Sierra Leone Ministry of Defence and National Security is a Sierra Leonean government department in charge of implementing  and supervising  the Sierra Leone Armed Forces and the territorial security of Sierra Leone's international border and defending the national interests of Sierra Leone.

Location 
The Ministry of Defence and National Security building is located in State Avenue at Tower Hill in central Freetown, a few distance from the State House.

Mission
Mission Statement
The mission of the Ministry is to formulate, implement, monitor and evaluate strategic defence policy for the Republic of Sierra Leone Armed Forces (RSLAF) that is effective and fostered within a framework of democratic governance.

Objectives
To formulate and implement strategic defence policy; 
To develop and maintain a re-structured and robust RSLAF that is well trained, well disciplined and well cared for; 
To equip and provide logistics support to the RSLAF; 
To transform the RSLAF into an organization that is accountable, incorruptible and subject to democratic control; 
To continually evolve and improve the RSLAF; 
To deliver the endorsed Defence Missions and Military Tasks.

Minister of Defence 
The department is headed by the Minister of Defence and National Security, who must be a civilian, and is appointed by the President of Sierra Leone and must be confirmed by the Parliament of Sierra Leone in order to take office.

_Actions to take:_
A - List every objective of the ministry given in the defence ministry text.
B - According to the defence ministry text, who appoints the Minister of Defence and National Security?
C - Return the passage of the defence ministry text starting at "Sierra Leone Ministry" and ending at "the State House.", copied word for word.
The items after this point are separate material, unrelated to the defence ministry text.

_Data extract:_

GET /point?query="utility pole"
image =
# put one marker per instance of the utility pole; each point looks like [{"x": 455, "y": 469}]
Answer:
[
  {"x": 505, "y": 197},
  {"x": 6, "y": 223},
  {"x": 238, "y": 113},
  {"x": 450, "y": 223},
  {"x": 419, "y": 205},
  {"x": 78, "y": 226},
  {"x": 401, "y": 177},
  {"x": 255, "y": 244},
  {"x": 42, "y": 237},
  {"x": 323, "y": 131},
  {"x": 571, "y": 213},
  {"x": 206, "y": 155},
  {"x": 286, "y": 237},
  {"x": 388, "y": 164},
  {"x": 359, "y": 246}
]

_Responses by task:_
A -
- To formulate and implement strategic defence policy
- To develop and maintain a re-structured and robust RSLAF that is well trained, well disciplined and well cared for
- To equip and provide logistics support to the RSLAF
- To transform the RSLAF into an organization that is accountable, incorruptible and subject to democratic control
- To continually evolve and improve the RSLAF
- To deliver the endorsed Defence Missions and Military Tasks

B - The President of Sierra Leone.

C -
Sierra Leone Ministry of Defence and National Security is a Sierra Leonean government department in charge of implementing  and supervising  the Sierra Leone Armed Forces and the territorial security of Sierra Leone's international border and defending the national interests of Sierra Leone.

Location 
The Ministry of Defence and National Security building is located in State Avenue at Tower Hill in central Freetown, a few distance from the State House.